## WHAT TO DO:
Your response should consist of the records below, repeated exactly.

## PROVIDED DATA:
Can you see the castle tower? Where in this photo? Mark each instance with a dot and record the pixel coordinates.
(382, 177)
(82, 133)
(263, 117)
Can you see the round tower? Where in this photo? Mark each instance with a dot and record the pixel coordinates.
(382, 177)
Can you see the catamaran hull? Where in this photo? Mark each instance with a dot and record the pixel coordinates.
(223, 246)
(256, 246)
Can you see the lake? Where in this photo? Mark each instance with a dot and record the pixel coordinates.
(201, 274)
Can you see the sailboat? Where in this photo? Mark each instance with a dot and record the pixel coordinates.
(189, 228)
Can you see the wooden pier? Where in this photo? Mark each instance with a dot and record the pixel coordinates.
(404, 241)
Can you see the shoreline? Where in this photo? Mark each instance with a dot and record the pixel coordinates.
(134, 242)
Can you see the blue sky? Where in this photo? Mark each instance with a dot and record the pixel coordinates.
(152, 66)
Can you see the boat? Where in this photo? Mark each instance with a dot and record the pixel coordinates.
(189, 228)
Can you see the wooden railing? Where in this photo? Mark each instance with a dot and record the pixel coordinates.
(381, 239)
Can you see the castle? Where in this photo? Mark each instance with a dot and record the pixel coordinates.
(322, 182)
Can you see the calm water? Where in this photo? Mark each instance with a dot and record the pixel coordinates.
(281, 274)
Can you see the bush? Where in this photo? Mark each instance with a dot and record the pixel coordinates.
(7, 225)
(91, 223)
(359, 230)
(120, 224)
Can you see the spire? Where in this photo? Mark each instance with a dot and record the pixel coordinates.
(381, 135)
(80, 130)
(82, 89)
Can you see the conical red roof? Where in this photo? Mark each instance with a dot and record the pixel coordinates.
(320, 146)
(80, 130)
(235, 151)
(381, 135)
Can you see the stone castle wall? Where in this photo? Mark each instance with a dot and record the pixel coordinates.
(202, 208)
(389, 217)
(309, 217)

## RESULT FOR THIS TASK:
Can you see the castle tower? Where in this photo? Mark each instance with a dot and record the pixel coordinates.
(382, 177)
(82, 133)
(263, 117)
Can you see the round tower? Where in this photo? Mark each instance with a dot and record the pixel coordinates.
(382, 177)
Can you see the catamaran hull? Where in this photo? Mark each instance with a dot and record the pixel coordinates.
(223, 246)
(256, 246)
Can you see the lake? Where in this photo? Mark each instance with a dot and record the pixel coordinates.
(201, 274)
Can you see the sailboat? Where in this photo? Mark each instance with a dot and record the pixel coordinates.
(189, 228)
Can you see the wooden pier? Where in this photo? Mark each instance with a dot and record the pixel coordinates.
(404, 241)
Can you see the shoreline? Where in this photo? Mark each instance with a dot and record the pixel coordinates.
(134, 242)
Can you see the blue sky? Where in this photo? Mark each instance with a dot and record the pixel coordinates.
(152, 66)
Can you see the boat? Where in this photo? Mark each instance with a dot and record the pixel coordinates.
(189, 228)
Can you see the wooden railing? Where in this photo? Mark each instance with a dot and record the pixel coordinates.
(381, 239)
Can you see the castle? Where in this photo? Mark each instance with a dot and record the pixel coordinates.
(322, 182)
Can you see the calm water? Where in this photo? Mark each instance with a dot and record the pixel coordinates.
(281, 274)
Can you see the bush? Where in this photo? Mark each instance with a dot and record the pixel coordinates.
(7, 225)
(91, 223)
(359, 230)
(120, 224)
Can you see the spire? Where in this photo? Mark each instance with a dot and record the pixel coordinates.
(381, 135)
(80, 130)
(82, 89)
Can you see the conical red roof? Where in this photo? Mark each instance with a dot and record the pixel coordinates.
(320, 146)
(80, 130)
(235, 151)
(381, 135)
Can you see the stone castle wall? Where in this photo? Mark each instance with a dot and record the pixel coordinates.
(202, 208)
(389, 217)
(309, 217)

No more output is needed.